== Exercise aim ==
List every line of the material that contains the word "basketball".

== Supplied entries ==

^^^^

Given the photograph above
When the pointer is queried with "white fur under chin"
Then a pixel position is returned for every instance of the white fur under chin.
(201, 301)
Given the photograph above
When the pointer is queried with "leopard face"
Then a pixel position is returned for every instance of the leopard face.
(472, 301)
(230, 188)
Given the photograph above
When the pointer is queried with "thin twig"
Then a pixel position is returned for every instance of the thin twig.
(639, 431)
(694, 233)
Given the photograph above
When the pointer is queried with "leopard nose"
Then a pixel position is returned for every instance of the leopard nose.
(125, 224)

^^^^

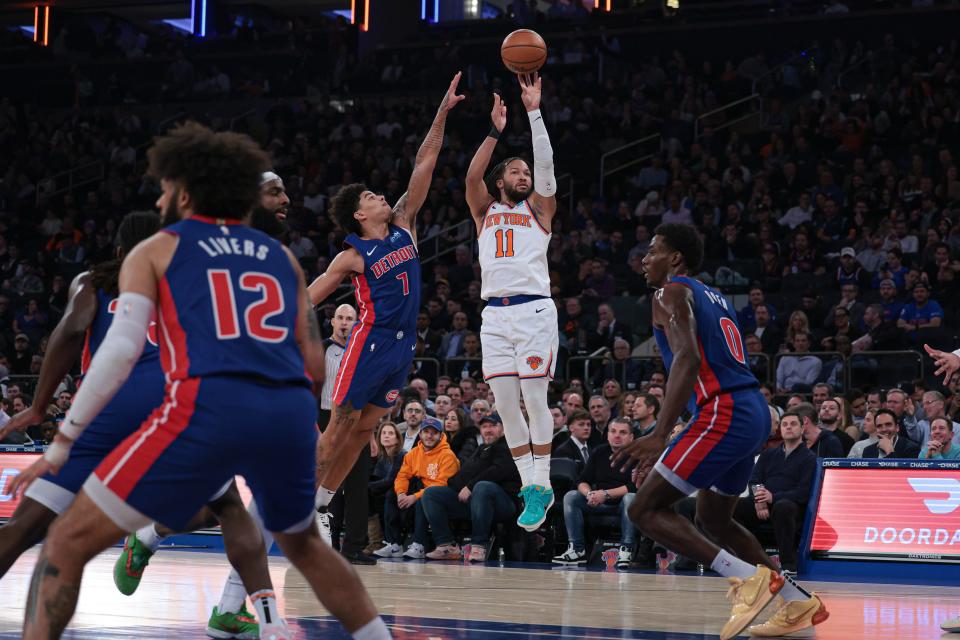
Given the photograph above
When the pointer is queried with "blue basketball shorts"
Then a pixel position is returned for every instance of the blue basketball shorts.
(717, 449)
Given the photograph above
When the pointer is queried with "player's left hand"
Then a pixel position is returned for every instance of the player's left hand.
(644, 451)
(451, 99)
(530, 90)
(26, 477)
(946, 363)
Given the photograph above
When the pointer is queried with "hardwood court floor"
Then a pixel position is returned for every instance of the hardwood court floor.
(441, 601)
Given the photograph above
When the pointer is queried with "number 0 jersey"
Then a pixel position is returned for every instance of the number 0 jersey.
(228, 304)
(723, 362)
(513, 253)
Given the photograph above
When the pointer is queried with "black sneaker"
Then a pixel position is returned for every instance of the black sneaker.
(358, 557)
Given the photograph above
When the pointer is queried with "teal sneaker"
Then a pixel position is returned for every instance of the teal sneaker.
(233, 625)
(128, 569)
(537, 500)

^^^^

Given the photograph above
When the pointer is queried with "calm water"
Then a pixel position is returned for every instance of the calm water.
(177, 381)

^^^^

== Exercise response ==
When the pointer is queried with "blue basketball shorts"
Then a pixel position is returned for every instance of the blue basketball shorts.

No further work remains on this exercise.